:: Tarefa 1 ::
Responda com base no texto sobre Tiffany na Superliga:
(a) Por qual equipe Tiffany entrou em quadra e contra qual time?
(b) Que características físicas de Michael Phelps o texto aponta como possível vantagem genética na natação?
(c) Segundo o texto, o que claramente leva vantagem no "balaio" em que o esporte se transforma?
:: Tarefa 2 ::
Dê seguimento ao texto sobre Tiffany na Superliga, começando logo após a última frase dele.

:: Texto fornecido ::
◆ ◆ ◆
No fim de 2017, a Superliga feminina de vôlei passou por uma situação inédita. Foi quando Tiffany entrou em quadra pelo Bauru, em partida contra a equipe do São Caetano, marcando, pela primeira vez, a presença de uma jogadora transgênero na competição. A situação trouxe à tona muitos debates e a questão maior não é a inclusão, absolutamente obrigatória e assegurada para toda e qualquer pessoa que deseje seguir a profissão de atleta, mas de que forma essa inclusão deva acontecer.
A polêmica levantada com a jogadora Tiffany nos mostra que, em modalidades esportivas disputadas por mulheres, a questão surge de maneira bastante séria e importante. Quando pensamos no esporte – que, em sua essência, é eminentemente competitivo –, é possível entender e imaginar uma série de fatores ligados à geração de condições de igualdade competitiva, visando à justiça do jogo. E é justamente neste ponto que se concentra a discussão. Qual é, afinal, o limite de vantagem genética que determinado ser humano pode ter em relação a outro para que estejam na mesma categoria ou competição?
Essa questão é extremamente ampla. Michael Phelps, por exemplo, poderia ser considerado teoricamente em vantagem genética para a natação, esporte que o consagrou, por ser mais alto, ter mãos maiores e tornozelos mais flexíveis. Ainda sobre diferenças genéticas, vale lembrar que nas competições paralímpicas pessoas com acometimentos absolutamente diferentes são colocadas em condições de disputa através de tabelas classificatórias de limitações, com um alto grau de subjetividade. E o uso de próteses, repositores ou inibidores hormonais, acessórios etc. também não significaria vantagem individual?
A simples categorização em masculino e feminino é falha
Somam-se ao cenário de subjetividade itens como alimentação diferenciada, condições de treino, dedicação exclusiva ao esporte, entre outras peculiaridades que viram diferenciadores e fazem do esporte um balaio em que as melhores condições financeiras claramente levam vantagens – embora isso não se discuta.
Tudo isso nos faz observar que, aparentemente, não há igualdade de competitividade em nenhum momento dentro do esporte, independentemente de gênero. Há tantas variáveis envolvidas no ser humano que a categorização da competição esportiva em masculino e feminino não basta para o alcance da justiça plena no esporte.
◆ ◆ ◆
:: Dados registrados ::
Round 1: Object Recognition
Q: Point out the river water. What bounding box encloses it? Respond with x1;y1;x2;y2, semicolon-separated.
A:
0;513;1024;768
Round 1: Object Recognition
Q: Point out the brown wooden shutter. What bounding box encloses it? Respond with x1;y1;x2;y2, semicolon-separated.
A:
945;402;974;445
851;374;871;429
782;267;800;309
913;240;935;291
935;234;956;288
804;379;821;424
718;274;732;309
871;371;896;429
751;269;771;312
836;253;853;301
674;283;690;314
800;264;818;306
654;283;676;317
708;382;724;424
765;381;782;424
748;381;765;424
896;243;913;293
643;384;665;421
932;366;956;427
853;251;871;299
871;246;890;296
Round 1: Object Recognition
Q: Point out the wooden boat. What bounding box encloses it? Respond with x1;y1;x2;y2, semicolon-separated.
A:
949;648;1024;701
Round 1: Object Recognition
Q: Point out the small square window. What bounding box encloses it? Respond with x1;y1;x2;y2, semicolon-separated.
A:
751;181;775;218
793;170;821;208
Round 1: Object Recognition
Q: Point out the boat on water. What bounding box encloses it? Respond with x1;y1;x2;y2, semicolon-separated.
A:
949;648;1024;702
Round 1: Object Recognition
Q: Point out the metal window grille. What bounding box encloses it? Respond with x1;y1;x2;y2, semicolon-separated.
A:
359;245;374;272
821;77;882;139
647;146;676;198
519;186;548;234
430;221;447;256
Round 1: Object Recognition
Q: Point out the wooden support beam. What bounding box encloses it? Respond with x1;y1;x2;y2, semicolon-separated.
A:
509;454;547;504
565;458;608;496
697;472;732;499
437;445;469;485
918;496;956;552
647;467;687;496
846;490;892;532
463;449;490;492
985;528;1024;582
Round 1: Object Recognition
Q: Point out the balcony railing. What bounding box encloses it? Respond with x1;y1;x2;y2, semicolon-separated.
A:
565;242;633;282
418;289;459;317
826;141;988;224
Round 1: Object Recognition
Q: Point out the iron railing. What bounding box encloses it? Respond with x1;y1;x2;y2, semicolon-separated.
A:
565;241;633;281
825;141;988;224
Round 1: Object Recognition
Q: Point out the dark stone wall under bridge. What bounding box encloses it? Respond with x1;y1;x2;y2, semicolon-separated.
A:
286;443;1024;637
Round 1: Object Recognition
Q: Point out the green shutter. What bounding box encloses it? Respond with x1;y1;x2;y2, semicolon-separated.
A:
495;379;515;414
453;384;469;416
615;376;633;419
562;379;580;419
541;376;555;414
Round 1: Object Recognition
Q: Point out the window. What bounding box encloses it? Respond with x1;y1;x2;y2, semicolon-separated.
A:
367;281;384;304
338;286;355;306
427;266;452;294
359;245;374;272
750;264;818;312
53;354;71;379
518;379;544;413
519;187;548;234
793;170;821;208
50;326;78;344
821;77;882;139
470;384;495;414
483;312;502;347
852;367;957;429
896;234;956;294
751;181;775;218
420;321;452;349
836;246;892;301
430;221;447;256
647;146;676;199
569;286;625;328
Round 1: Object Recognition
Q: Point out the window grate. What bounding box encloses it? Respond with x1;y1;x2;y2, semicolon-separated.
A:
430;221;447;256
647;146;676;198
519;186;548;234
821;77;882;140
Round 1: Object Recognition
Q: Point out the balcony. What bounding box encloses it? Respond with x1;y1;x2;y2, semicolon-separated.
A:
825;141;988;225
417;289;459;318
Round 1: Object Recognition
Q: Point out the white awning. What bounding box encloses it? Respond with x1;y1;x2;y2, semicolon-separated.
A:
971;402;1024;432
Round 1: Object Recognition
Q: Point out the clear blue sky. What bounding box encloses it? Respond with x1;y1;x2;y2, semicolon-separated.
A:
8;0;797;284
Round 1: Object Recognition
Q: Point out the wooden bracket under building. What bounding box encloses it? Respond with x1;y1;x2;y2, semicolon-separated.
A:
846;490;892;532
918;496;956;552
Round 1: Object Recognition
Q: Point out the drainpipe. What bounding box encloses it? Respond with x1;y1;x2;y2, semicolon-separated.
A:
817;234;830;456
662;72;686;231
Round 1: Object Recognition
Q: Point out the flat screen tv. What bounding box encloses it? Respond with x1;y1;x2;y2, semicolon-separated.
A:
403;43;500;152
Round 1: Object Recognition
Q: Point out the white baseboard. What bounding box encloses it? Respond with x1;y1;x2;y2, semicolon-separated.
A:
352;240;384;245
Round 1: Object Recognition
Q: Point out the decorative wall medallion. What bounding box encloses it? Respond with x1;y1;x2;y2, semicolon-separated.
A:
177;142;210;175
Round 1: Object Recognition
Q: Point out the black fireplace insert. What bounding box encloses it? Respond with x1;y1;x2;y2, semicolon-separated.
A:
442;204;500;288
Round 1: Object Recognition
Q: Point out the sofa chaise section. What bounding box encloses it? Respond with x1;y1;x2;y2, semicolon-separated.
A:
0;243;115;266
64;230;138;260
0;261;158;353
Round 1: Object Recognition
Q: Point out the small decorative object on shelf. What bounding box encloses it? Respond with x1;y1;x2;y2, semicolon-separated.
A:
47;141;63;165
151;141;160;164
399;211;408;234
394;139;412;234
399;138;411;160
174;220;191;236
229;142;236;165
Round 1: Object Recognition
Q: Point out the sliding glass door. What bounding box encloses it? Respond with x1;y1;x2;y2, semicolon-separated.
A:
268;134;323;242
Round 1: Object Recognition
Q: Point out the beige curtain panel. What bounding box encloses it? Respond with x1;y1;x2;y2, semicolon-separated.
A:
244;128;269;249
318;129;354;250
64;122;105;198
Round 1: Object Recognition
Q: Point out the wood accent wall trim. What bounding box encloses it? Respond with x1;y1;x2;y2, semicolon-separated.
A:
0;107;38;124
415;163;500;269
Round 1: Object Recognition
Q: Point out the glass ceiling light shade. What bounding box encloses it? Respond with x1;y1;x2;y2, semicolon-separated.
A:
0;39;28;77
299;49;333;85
◆ ◆ ◆
:: Resposta 1 ::
(a) Pelo Bauru, contra a equipe do São Caetano.
(b) Ser mais alto, ter mãos maiores e ter tornozelos mais flexíveis.
(c) As melhores condições financeiras.

:: Resposta 2 ::
De que forma, então, conseguiríamos alcançá-la? Com a categorização por desempenho? Mas, nesse sentido, entraria na análise, por exemplo, o uso de medicamentos e hormônios ou inibidores hormonais por pessoas em fases anteriores à sua entrada como atleta? Isso não geraria diferenciais de performance? Mais além: com inúmeras características genéticas do ser humano, há como se chegar a uma plena justiça e equilíbrio competitivo?
Competição desleal: Uma violação de princípios e postulados do esporte (artigo de André Tisi, advogado especialista em Direito Desportivo)
Enquanto não se chega a uma resposta definitiva, alguns princípios não devem ser questionados: a inclusão total das pessoas ao esporte e o respeito têm de ser obrigatórios, e vão muito além das questões de gênero; a simples categorização em masculino e feminino é falha; existe uma necessidade urgente de se abrir os olhos e ampliar a visão sobre vantagens e desvantagens genéticas no esporte.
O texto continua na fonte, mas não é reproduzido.